• **DOCUMENT**:
------------------------

Everyone has his or her own comfort level on how much to spend on fun. But fun can quickly turn into anxiety if we overspend. Rather than use a percentage of income, like realtors (i.e., 36 percent of your monthly income is about right for home-mortgage payments), a better approach is to work backward.
Most people make monthly payments, so decide how much of your disposable income you can fit into your total monthly boat budget. Now subtract insurance, fuel, dockage, and a reasonable monthly outlay for repairs and maintenance (even if you plan to do the work yourself). Throw in an extra 10 to 15 percent for surprise contingencies. (A helpful rule of thumb to estimate future maintenance/repair costs is 1 to 2 percent of the cost of the current year model of your boat, regardless of its age.) What you're left with is your monthly boat-loan payment amount.
Use a loan calculator to find out what that monthly payment can buy you. Then go shopping with peace of mind.
How important is my credit score?
There are millions of people coming out of the Great Recession whose credit scores got pretty banged up. If you're one of those, you may be wondering if your credit is still useful for buying a boat. We asked Don Parkhurst, senior vice president of the marine and RV division at SunTrust Bank and one of BoatUS Finance's lending partners, to shed some light on the question.
Parkhurst says that things have improved since the beginning of the recession in 2009, when boats lost about 35 percent of their value and credit scores nosedived. Dinged credit histories have a limited life span (two to seven years, depending on severity), and they're recovering. Parkhurst says that for prime borrowers (FICO scores over 700) and near-prime (660 to 700), loans are again easily available. Even subprime borrowers (below 660) can get loans. Credit scores (among other things) also determine interest rates and down-payment amounts.
So what does this mean for you? At press time in June, prime borrowers currently pay around 4 to 5 percent interest with 10 to 20 percent down, while near-prime borrowers will pay 5.5 to 6.5 percent interest with 20 to 25 percent down. Subprime borrowers pay much higher rates (up to 15 to 18 percent) and need much higher down payments (25 to 50 percent). Parkhurst thinks interest rates will rise this year, but he stresses that rates are still extremely low for most buyers.

------------------------

• **RECORDED DATA**:
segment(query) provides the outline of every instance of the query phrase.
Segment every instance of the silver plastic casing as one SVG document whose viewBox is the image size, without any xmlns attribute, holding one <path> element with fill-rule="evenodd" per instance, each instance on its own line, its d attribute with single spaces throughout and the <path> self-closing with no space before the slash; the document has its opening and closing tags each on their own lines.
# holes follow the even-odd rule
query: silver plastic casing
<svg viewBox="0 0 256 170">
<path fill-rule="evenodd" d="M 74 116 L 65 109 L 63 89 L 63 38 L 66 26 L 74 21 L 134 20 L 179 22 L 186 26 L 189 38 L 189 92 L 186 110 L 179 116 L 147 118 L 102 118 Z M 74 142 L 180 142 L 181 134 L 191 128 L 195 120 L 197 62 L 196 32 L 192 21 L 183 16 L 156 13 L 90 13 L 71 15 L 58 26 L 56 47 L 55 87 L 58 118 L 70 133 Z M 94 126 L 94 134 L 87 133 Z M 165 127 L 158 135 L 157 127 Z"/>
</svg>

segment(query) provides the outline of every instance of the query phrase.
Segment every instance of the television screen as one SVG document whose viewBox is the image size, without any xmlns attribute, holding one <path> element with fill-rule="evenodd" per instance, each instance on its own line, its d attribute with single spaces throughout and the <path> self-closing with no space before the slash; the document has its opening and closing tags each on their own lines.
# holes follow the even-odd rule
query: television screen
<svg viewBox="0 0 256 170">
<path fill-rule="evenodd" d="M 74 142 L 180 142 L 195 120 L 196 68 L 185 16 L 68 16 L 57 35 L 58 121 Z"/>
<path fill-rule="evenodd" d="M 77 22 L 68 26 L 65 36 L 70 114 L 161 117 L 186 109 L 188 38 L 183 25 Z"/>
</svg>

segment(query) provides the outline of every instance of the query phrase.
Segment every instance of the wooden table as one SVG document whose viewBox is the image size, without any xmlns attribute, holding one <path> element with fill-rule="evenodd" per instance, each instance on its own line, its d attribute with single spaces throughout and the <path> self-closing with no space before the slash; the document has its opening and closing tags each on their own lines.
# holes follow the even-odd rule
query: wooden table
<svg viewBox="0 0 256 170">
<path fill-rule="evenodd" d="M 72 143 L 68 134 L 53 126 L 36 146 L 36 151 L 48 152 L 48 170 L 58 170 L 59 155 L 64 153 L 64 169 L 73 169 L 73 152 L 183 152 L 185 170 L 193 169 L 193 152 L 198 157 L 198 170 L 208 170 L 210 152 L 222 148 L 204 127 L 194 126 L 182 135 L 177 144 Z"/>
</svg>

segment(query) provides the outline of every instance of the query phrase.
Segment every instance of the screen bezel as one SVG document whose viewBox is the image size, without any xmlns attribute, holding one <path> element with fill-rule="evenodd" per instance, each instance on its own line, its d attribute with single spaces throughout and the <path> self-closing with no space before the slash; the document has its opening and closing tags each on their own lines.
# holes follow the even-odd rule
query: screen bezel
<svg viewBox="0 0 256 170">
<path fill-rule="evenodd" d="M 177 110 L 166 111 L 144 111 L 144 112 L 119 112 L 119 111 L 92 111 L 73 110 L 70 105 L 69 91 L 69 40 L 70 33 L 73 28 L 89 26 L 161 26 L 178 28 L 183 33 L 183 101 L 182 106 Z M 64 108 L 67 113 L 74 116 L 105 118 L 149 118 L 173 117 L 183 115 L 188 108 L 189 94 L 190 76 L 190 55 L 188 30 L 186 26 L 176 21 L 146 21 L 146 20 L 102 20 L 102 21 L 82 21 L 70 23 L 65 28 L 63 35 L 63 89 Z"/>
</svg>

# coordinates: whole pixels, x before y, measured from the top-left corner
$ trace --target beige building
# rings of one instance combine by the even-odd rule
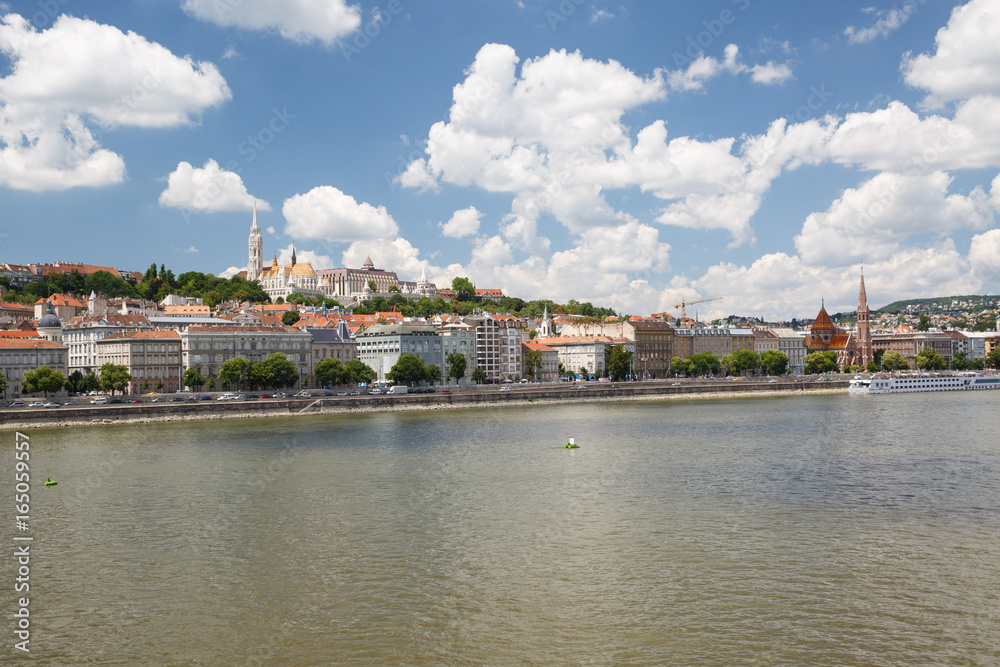
[[[7,378],[7,388],[3,391],[3,397],[20,398],[24,374],[38,370],[42,366],[67,376],[68,357],[69,349],[65,345],[41,337],[0,336],[0,372]]]
[[[338,322],[336,327],[305,329],[312,336],[312,367],[324,359],[338,359],[347,365],[358,358],[358,343],[351,338],[351,332],[345,322]]]
[[[173,393],[181,388],[181,340],[176,331],[111,334],[99,340],[96,348],[98,371],[104,364],[117,364],[132,375],[126,393]],[[160,383],[162,387],[157,386]]]
[[[778,351],[788,357],[788,372],[792,375],[802,375],[806,371],[806,332],[795,331],[784,327],[771,329],[778,337]]]
[[[472,369],[476,367],[476,329],[468,324],[451,322],[437,327],[441,336],[444,363],[441,372],[447,380],[448,357],[456,352],[465,357],[465,375],[459,384],[472,384]]]
[[[312,336],[294,327],[192,325],[179,334],[181,366],[185,371],[197,368],[205,380],[218,377],[229,359],[242,357],[255,364],[275,352],[299,371],[300,386],[312,376]]]
[[[553,336],[544,339],[545,347],[555,350],[558,360],[567,373],[604,375],[607,369],[607,350],[615,345],[610,336]],[[636,369],[641,369],[636,366]]]
[[[140,315],[87,315],[74,317],[63,326],[63,343],[69,347],[69,370],[84,375],[96,373],[98,341],[116,333],[152,329]]]
[[[526,340],[521,343],[522,367],[525,377],[531,372],[526,362],[528,352],[538,352],[542,355],[542,364],[538,369],[535,382],[554,382],[559,379],[559,352],[537,340]]]
[[[719,357],[737,350],[753,350],[753,331],[737,327],[682,327],[675,330],[676,356],[685,358],[701,352]]]
[[[463,321],[476,331],[476,367],[486,372],[486,381],[520,380],[524,321],[496,313],[478,313]]]

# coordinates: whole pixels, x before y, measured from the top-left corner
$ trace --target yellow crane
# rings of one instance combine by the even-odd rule
[[[696,303],[705,303],[706,301],[718,301],[719,299],[722,299],[722,298],[724,298],[724,297],[713,296],[713,297],[711,297],[709,299],[698,299],[697,301],[685,301],[684,297],[681,297],[681,302],[680,303],[675,303],[674,304],[674,308],[680,308],[681,309],[681,319],[685,320],[685,319],[687,319],[687,312],[685,312],[685,310],[684,310],[685,306],[693,306]]]

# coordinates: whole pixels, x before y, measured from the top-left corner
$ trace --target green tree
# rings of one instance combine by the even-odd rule
[[[459,301],[473,301],[476,298],[476,286],[468,278],[455,278],[451,281],[451,291]]]
[[[806,355],[807,374],[832,373],[839,369],[836,352],[810,352]]]
[[[722,362],[714,352],[699,352],[687,358],[692,375],[719,375],[722,373]]]
[[[733,375],[754,371],[760,366],[760,359],[753,350],[736,350],[732,354]]]
[[[447,359],[445,359],[445,364],[448,368],[448,379],[454,378],[455,384],[458,384],[465,377],[465,366],[467,363],[465,355],[461,352],[452,352],[449,354]]]
[[[250,363],[250,360],[243,357],[226,359],[219,367],[219,382],[236,389],[245,388],[250,381],[252,367],[253,364]]]
[[[420,357],[407,352],[389,369],[388,377],[393,384],[416,384],[427,379],[427,369]]]
[[[69,374],[66,378],[66,384],[69,391],[80,391],[80,381],[83,379],[83,373],[79,370],[75,370]]]
[[[88,293],[104,294],[112,299],[135,296],[132,286],[118,276],[107,271],[95,271],[87,276],[84,288]]]
[[[887,371],[905,371],[910,368],[910,364],[896,350],[886,350],[882,355],[882,368]]]
[[[632,351],[624,345],[615,345],[608,351],[608,374],[612,380],[624,380],[632,368]]]
[[[542,353],[538,350],[528,350],[524,353],[524,376],[529,380],[538,380],[542,372]]]
[[[948,365],[940,354],[932,347],[925,347],[917,353],[917,368],[925,371],[939,371]]]
[[[194,387],[195,391],[201,391],[202,386],[205,384],[205,378],[202,377],[201,372],[192,366],[191,368],[184,371],[184,386]]]
[[[347,368],[348,382],[369,384],[375,379],[375,370],[359,359],[351,359],[345,368]]]
[[[101,383],[98,381],[97,376],[93,373],[87,373],[76,384],[76,390],[84,394],[91,391],[97,391],[100,388]]]
[[[955,356],[951,359],[951,367],[956,371],[964,371],[969,369],[969,360],[965,356],[965,352],[956,352]]]
[[[98,379],[98,386],[101,391],[125,391],[128,383],[132,381],[132,374],[128,368],[120,364],[104,364],[101,366],[101,375]]]
[[[670,373],[675,377],[677,375],[693,375],[691,370],[691,364],[687,359],[677,356],[670,358]]]
[[[288,357],[281,352],[275,352],[267,359],[253,365],[250,378],[257,386],[282,389],[295,384],[299,379],[299,371]]]
[[[316,364],[313,376],[321,387],[332,387],[349,382],[349,372],[340,359],[327,357]]]
[[[788,355],[780,350],[762,352],[760,370],[765,375],[784,375],[788,372]]]

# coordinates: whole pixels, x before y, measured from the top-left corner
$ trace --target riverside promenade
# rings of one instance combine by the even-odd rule
[[[556,382],[500,386],[437,386],[433,394],[399,396],[320,396],[310,398],[211,401],[196,403],[141,403],[122,405],[79,405],[60,408],[8,408],[0,410],[0,429],[53,426],[86,426],[115,423],[240,419],[307,414],[344,414],[393,410],[428,410],[476,406],[530,405],[553,402],[593,402],[616,400],[656,400],[664,398],[713,398],[788,395],[803,392],[843,392],[847,376],[831,376],[823,381],[796,378],[732,378],[692,380],[652,380],[642,382]],[[584,388],[580,388],[584,387]],[[323,393],[323,392],[320,392]],[[148,399],[147,399],[148,400]]]

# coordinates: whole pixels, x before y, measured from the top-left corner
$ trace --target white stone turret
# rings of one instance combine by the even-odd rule
[[[247,280],[257,280],[264,271],[264,243],[257,224],[257,202],[253,203],[253,224],[250,226],[250,260],[247,262]]]

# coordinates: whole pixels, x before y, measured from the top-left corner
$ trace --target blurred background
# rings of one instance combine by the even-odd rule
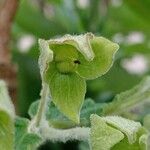
[[[5,1],[1,0],[0,10]],[[11,74],[7,68],[7,74],[8,78],[15,78],[13,88],[17,90],[11,92],[17,91],[14,99],[19,115],[28,117],[30,104],[39,99],[39,38],[93,32],[120,45],[111,70],[101,78],[87,82],[86,97],[97,102],[111,101],[117,93],[130,89],[150,73],[149,0],[10,0],[11,5],[13,1],[17,7],[11,20],[8,49],[13,62],[9,68],[14,68],[12,72],[15,73]],[[6,69],[4,65],[3,69]],[[0,77],[4,76],[2,74],[1,66]],[[39,149],[84,150],[84,147],[78,142],[46,143]]]

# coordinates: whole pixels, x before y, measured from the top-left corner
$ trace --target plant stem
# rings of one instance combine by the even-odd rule
[[[38,112],[37,112],[36,117],[35,117],[36,127],[40,126],[43,119],[45,119],[48,93],[49,93],[48,85],[46,83],[43,83],[43,89],[41,91],[41,100],[40,100]]]
[[[41,136],[45,140],[52,142],[67,142],[72,140],[88,141],[90,138],[90,128],[76,127],[71,129],[56,129],[49,127],[45,122],[40,129]]]

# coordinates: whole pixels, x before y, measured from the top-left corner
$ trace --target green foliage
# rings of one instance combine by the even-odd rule
[[[15,112],[6,85],[0,80],[0,149],[13,150]]]
[[[69,119],[79,123],[86,92],[84,79],[105,74],[112,66],[118,45],[91,33],[40,40],[39,45],[41,75],[49,85],[52,101]]]
[[[31,118],[37,113],[39,101],[35,101],[29,108],[29,115]],[[95,103],[92,99],[86,99],[83,103],[80,114],[80,126],[90,126],[90,115],[100,115],[103,111],[104,104]],[[76,126],[76,123],[65,117],[53,103],[47,104],[46,118],[49,125],[54,128],[72,128]]]
[[[91,146],[93,150],[146,150],[147,131],[140,123],[121,117],[91,116]]]
[[[15,120],[15,150],[35,150],[41,143],[41,138],[34,133],[28,133],[29,120],[17,117]]]
[[[134,88],[118,94],[104,109],[105,115],[122,115],[131,119],[141,120],[149,113],[150,77],[144,78]]]
[[[109,150],[124,138],[123,133],[107,125],[97,115],[91,116],[91,147],[93,150]]]

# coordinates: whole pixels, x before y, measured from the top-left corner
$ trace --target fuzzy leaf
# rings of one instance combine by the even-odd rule
[[[144,124],[144,127],[150,131],[150,114],[144,117],[143,124]]]
[[[92,150],[110,150],[124,138],[123,133],[107,125],[105,120],[97,115],[91,116],[90,136]]]
[[[31,104],[29,108],[29,115],[33,118],[37,113],[39,101]],[[76,123],[65,117],[53,103],[48,103],[46,111],[46,118],[49,124],[54,128],[72,128],[76,126]],[[101,114],[104,105],[95,103],[92,99],[86,99],[81,109],[80,126],[90,125],[91,114]]]
[[[14,116],[14,107],[6,85],[0,81],[0,149],[13,150]]]
[[[69,119],[79,123],[80,109],[86,92],[85,80],[76,74],[57,73],[49,80],[52,100]]]
[[[53,60],[53,51],[50,50],[48,42],[42,39],[39,39],[39,47],[40,47],[39,67],[41,77],[43,78],[44,72],[48,68],[48,63]]]
[[[83,78],[95,79],[110,69],[119,46],[103,37],[94,37],[90,43],[95,57],[88,61],[79,55],[80,65],[77,68],[77,73]]]
[[[50,45],[61,45],[61,44],[72,45],[87,60],[92,60],[94,58],[94,53],[91,48],[90,39],[92,39],[93,37],[94,35],[92,33],[76,36],[67,34],[61,38],[49,40],[48,43]]]
[[[94,119],[96,121],[94,121]],[[120,139],[118,135],[110,138],[113,133],[109,133],[109,130],[107,128],[103,131],[104,126],[107,128],[113,128],[121,132],[124,135],[123,138]],[[112,143],[114,142],[114,140],[115,143]],[[102,141],[104,142],[102,143]],[[100,143],[101,146],[99,145]],[[140,123],[125,118],[115,116],[99,117],[97,115],[92,115],[91,145],[93,147],[93,150],[97,150],[100,147],[104,150],[110,148],[112,150],[147,150],[146,148],[148,147],[148,132],[140,125]]]
[[[40,40],[39,44],[41,76],[49,85],[52,101],[69,119],[79,123],[85,79],[109,70],[118,45],[92,33]]]
[[[17,117],[15,121],[15,150],[36,150],[42,139],[33,133],[28,133],[29,120]]]
[[[139,122],[124,119],[118,116],[103,117],[103,119],[110,125],[114,126],[128,137],[129,143],[136,141],[136,134],[141,128]]]
[[[104,108],[105,115],[122,115],[140,120],[150,112],[150,77],[144,78],[134,88],[118,94]]]

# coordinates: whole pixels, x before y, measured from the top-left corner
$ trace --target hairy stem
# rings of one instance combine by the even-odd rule
[[[52,142],[67,142],[72,140],[88,141],[90,137],[90,128],[76,127],[71,129],[56,129],[49,127],[47,122],[43,123],[40,129],[41,136],[45,140]]]
[[[43,83],[43,89],[41,91],[41,101],[39,104],[38,112],[35,117],[35,125],[38,127],[40,123],[45,119],[45,112],[46,112],[46,104],[48,100],[48,85],[46,83]]]

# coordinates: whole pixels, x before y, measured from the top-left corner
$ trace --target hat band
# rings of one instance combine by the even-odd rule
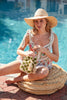
[[[34,15],[34,17],[48,17],[48,16],[45,16],[45,15]]]

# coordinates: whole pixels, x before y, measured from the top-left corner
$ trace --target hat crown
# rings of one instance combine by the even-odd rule
[[[36,16],[48,16],[48,13],[44,9],[38,9],[34,14]]]

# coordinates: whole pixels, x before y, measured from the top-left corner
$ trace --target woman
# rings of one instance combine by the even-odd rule
[[[7,83],[14,83],[18,81],[34,81],[47,77],[49,69],[52,67],[52,61],[57,62],[59,58],[58,38],[51,28],[57,25],[57,19],[53,16],[48,16],[44,9],[38,9],[34,17],[25,18],[25,22],[33,27],[28,30],[17,50],[17,60],[4,65],[0,68],[0,76],[13,73],[21,73],[19,66],[22,64],[25,56],[40,57],[36,65],[36,73],[26,74],[7,80]],[[25,47],[29,45],[30,50],[24,51]],[[51,52],[52,49],[52,52]]]

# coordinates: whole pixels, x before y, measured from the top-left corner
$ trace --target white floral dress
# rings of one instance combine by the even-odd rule
[[[25,45],[25,37],[26,35],[29,35],[29,49],[32,50],[33,47],[34,47],[34,42],[32,41],[32,37],[33,37],[33,34],[31,33],[31,29],[30,30],[27,30],[24,38],[23,38],[23,43],[22,43],[22,47],[24,47]],[[52,50],[52,44],[53,44],[53,41],[54,41],[54,33],[51,31],[51,36],[50,36],[50,42],[43,46],[43,48],[47,48],[50,52]],[[38,53],[35,51],[36,55],[38,56]],[[21,59],[21,56],[18,56],[17,59],[22,63],[22,59]],[[48,58],[44,53],[40,53],[40,57],[37,61],[37,65],[36,67],[41,67],[41,66],[45,66],[45,67],[48,67],[49,69],[52,68],[52,61],[50,58]]]

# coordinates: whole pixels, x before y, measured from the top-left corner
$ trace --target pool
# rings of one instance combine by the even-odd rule
[[[66,0],[0,0],[0,63],[7,64],[16,59],[17,48],[30,28],[24,18],[33,16],[38,8],[44,8],[50,16],[58,19],[57,27],[53,28],[59,41],[60,57],[57,64],[67,71]]]

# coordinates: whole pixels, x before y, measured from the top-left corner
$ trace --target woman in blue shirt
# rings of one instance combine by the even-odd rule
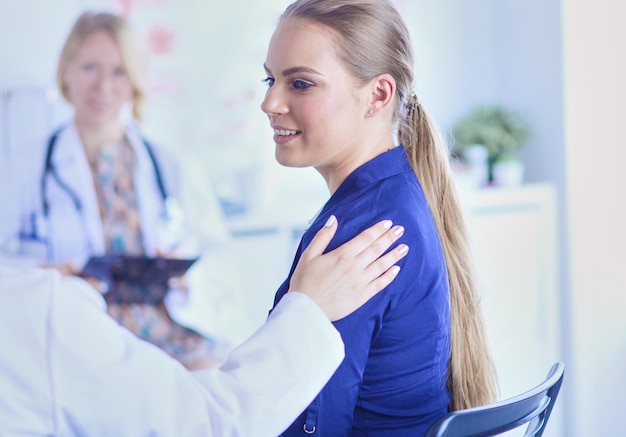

------------------------

• **WHAT IS REQUIRED**: Copy out the entire boat-financing article word for word.

• **IN RESPONSE**:
Everyone has his or her own comfort level on how much to spend on fun. But fun can quickly turn into anxiety if we overspend. Rather than use a percentage of income, like realtors (i.e., 36 percent of your monthly income is about right for home-mortgage payments), a better approach is to work backward.
Most people make monthly payments, so decide how much of your disposable income you can fit into your total monthly boat budget. Now subtract insurance, fuel, dockage, and a reasonable monthly outlay for repairs and maintenance (even if you plan to do the work yourself). Throw in an extra 10 to 15 percent for surprise contingencies. (A helpful rule of thumb to estimate future maintenance/repair costs is 1 to 2 percent of the cost of the current year model of your boat, regardless of its age.) What you're left with is your monthly boat-loan payment amount.
Use a loan calculator to find out what that monthly payment can buy you. Then go shopping with peace of mind.
How important is my credit score?
There are millions of people coming out of the Great Recession whose credit scores got pretty banged up. If you're one of those, you may be wondering if your credit is still useful for buying a boat. We asked Don Parkhurst, senior vice president of the marine and RV division at SunTrust Bank and one of BoatUS Finance's lending partners, to shed some light on the question.
Parkhurst says that things have improved since the beginning of the recession in 2009, when boats lost about 35 percent of their value and credit scores nosedived. Dinged credit histories have a limited life span (two to seven years, depending on severity), and they're recovering. Parkhurst says that for prime borrowers (FICO scores over 700) and near-prime (660 to 700), loans are again easily available. Even subprime borrowers (below 660) can get loans. Credit scores (among other things) also determine interest rates and down-payment amounts.
So what does this mean for you? At press time in June, prime borrowers currently pay around 4 to 5 percent interest with 10 to 20 percent down, while near-prime borrowers will pay 5.5 to 6.5 percent interest with 20 to 25 percent down. Subprime borrowers pay much higher rates (up to 15 to 18 percent) and need much higher down payments (25 to 50 percent). Parkhurst thinks interest rates will rise this year, but he stresses that rates are still extremely low for most buyers.